Content starts
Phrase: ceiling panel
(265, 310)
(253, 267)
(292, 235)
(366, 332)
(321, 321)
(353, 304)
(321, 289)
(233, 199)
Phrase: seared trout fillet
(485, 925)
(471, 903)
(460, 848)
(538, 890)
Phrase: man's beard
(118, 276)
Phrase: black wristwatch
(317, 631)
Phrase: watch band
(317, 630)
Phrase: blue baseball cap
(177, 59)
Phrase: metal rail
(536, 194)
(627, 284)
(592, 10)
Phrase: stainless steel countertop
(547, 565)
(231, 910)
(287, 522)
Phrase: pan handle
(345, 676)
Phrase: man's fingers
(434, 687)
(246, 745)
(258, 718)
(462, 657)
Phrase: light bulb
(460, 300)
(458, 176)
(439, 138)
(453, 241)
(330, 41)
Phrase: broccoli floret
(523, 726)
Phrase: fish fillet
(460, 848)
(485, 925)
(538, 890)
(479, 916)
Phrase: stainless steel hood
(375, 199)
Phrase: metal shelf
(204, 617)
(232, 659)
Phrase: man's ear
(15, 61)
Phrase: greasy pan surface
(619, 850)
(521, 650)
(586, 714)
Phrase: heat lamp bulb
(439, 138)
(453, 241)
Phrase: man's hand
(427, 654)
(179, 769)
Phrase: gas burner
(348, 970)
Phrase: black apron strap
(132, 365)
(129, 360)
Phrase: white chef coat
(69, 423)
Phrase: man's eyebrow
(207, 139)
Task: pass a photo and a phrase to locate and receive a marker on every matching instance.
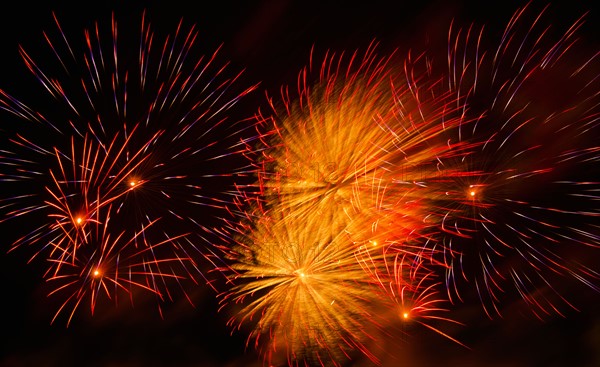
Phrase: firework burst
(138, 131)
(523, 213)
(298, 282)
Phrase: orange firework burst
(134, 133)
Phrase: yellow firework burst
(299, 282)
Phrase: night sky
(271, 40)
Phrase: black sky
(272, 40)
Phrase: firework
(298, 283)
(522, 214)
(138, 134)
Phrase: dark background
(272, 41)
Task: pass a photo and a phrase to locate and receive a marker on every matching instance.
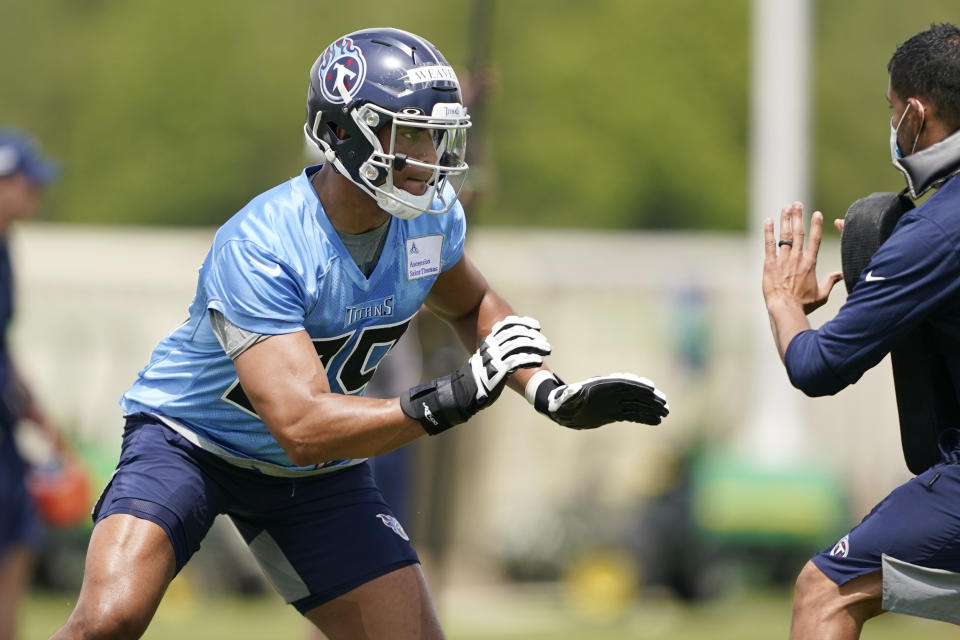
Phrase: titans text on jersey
Content ends
Content starts
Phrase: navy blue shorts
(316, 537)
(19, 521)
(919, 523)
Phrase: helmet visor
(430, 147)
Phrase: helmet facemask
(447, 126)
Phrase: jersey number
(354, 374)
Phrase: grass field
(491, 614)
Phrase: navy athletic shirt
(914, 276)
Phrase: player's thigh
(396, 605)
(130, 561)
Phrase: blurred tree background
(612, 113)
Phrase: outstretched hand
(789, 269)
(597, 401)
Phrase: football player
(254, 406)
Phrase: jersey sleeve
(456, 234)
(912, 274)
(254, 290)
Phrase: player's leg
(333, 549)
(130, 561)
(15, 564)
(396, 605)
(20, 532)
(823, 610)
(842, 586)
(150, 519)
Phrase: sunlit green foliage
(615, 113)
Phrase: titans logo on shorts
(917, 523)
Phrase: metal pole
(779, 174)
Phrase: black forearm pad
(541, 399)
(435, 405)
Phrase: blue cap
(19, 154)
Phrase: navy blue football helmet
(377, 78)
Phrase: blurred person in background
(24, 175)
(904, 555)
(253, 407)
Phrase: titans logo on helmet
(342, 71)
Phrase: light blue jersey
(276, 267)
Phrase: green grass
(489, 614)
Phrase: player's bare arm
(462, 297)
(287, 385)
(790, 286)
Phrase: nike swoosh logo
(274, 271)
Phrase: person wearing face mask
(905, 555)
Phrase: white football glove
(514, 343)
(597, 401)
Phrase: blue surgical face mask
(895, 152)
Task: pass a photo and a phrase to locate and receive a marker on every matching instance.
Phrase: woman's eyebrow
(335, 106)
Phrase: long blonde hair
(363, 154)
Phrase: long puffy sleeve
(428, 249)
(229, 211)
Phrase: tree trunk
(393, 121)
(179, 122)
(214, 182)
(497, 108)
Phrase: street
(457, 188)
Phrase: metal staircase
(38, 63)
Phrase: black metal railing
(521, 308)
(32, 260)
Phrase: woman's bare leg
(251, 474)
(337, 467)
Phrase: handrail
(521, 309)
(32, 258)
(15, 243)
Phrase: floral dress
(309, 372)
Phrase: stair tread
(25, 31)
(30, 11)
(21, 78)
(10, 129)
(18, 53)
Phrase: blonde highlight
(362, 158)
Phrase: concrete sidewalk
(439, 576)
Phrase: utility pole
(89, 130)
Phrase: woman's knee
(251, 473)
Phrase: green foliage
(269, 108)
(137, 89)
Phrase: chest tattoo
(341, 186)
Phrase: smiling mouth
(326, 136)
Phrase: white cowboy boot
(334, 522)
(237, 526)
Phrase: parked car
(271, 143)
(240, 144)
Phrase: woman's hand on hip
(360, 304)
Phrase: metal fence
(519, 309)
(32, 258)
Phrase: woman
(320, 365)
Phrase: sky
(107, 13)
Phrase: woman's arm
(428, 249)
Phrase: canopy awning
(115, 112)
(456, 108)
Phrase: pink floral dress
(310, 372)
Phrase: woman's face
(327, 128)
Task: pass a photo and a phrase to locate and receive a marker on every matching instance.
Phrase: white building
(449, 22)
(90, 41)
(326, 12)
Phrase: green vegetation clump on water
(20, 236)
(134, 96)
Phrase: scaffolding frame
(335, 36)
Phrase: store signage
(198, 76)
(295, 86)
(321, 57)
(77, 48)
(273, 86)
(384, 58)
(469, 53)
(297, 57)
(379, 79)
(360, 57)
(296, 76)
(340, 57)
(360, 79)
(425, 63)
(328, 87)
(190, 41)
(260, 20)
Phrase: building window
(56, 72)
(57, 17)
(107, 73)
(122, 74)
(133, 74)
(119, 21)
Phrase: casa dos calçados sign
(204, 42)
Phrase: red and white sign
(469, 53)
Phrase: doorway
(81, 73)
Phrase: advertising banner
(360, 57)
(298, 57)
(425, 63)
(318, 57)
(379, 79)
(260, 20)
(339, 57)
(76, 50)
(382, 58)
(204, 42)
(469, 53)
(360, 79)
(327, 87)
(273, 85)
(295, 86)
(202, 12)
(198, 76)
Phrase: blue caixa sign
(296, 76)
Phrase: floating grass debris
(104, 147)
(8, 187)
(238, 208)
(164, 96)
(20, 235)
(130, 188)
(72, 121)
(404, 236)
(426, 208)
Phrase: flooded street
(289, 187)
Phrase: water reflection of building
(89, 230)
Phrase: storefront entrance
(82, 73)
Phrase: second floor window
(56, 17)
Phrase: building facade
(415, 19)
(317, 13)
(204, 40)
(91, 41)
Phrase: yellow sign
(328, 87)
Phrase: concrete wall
Content ends
§ Try it
Within the listing above, extract exactly the lines from the line with "Phrase: water reflection of building" to the line with "Phrase: concrete wall", the two named lines included, and no others.

§ Task result
Phrase: water reflection of building
(89, 230)
Phrase: storefront entrance
(82, 73)
Phrase: second floor window
(56, 17)
Phrase: building facade
(415, 19)
(317, 13)
(204, 40)
(91, 41)
Phrase: yellow sign
(328, 87)
Phrase: concrete wall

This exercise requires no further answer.